:: SOURCE MATERIAL ::
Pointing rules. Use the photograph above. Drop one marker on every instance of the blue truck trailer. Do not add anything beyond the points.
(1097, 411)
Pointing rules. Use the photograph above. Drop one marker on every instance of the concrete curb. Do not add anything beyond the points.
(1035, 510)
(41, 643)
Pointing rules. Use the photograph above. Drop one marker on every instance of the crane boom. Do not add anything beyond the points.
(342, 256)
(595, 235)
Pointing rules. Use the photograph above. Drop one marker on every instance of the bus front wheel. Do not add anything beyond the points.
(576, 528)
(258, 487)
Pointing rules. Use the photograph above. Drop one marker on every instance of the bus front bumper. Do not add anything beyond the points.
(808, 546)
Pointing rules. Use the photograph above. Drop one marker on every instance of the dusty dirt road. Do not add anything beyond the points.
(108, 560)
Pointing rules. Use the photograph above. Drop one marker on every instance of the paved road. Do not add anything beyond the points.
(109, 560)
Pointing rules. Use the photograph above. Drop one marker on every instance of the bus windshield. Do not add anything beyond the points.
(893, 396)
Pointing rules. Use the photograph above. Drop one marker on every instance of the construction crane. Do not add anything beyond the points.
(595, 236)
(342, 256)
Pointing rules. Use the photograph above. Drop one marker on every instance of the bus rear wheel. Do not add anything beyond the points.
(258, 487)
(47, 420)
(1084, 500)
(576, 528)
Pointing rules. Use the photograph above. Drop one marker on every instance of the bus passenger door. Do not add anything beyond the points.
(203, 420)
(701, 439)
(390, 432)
:::
WHAT TO PRODUCE: Write out the listing above again, substituting "Place a single marker" for every "Drop one marker" and changing nothing else.

SOLUTION:
Pointing rules. Use the photograph above. Place a single marker on every instance of the blue truck trailer. Do not add anything beyond the points.
(1097, 411)
Pointing rules. Use the photograph above. Place a single marker on every instance of the concrete curb. Do not add anything beyond the points.
(1035, 510)
(41, 643)
Pointing rules. Use the photograph above. Place a single marker on every instance of the crane boom. Do not add anything beyond the points.
(342, 256)
(595, 235)
Pointing rules. Use the photograph above. Place a single marker on every instance of the bus front wheel. Do not add anything beyond the points.
(576, 528)
(258, 487)
Pointing rules. Use the photograph above. Place a single marker on every instance of the bus front bumper. Do not add anything beyond the points.
(808, 546)
Pointing rules. Use the photograph above. Place a single marker on every instance of the dusty dirt road. Do not add anything beyond the points.
(108, 560)
Pointing rules. Use the photograph above. Place a single marker on every instance of the paved road. Do not add anything beyond the points.
(109, 560)
Pointing rules. Use the photograph above. Place a single marker on every instance of the bus windshield. Do not add anything beyond the points.
(893, 396)
Pointing rules. Use the photograph above. Place a single marker on every instance of the construction crane. Do not add anything beyond the points.
(595, 236)
(342, 256)
Pointing rules. Use the photograph above. Place a single marker on every instance of the bus rear wheel. Do not add anything beyond the points.
(258, 487)
(47, 420)
(1084, 500)
(576, 528)
Pointing rules. Use the photograph above. Place a single marker on every instance of the bus passenger door. Do not add anything beyond the points.
(203, 420)
(701, 439)
(390, 432)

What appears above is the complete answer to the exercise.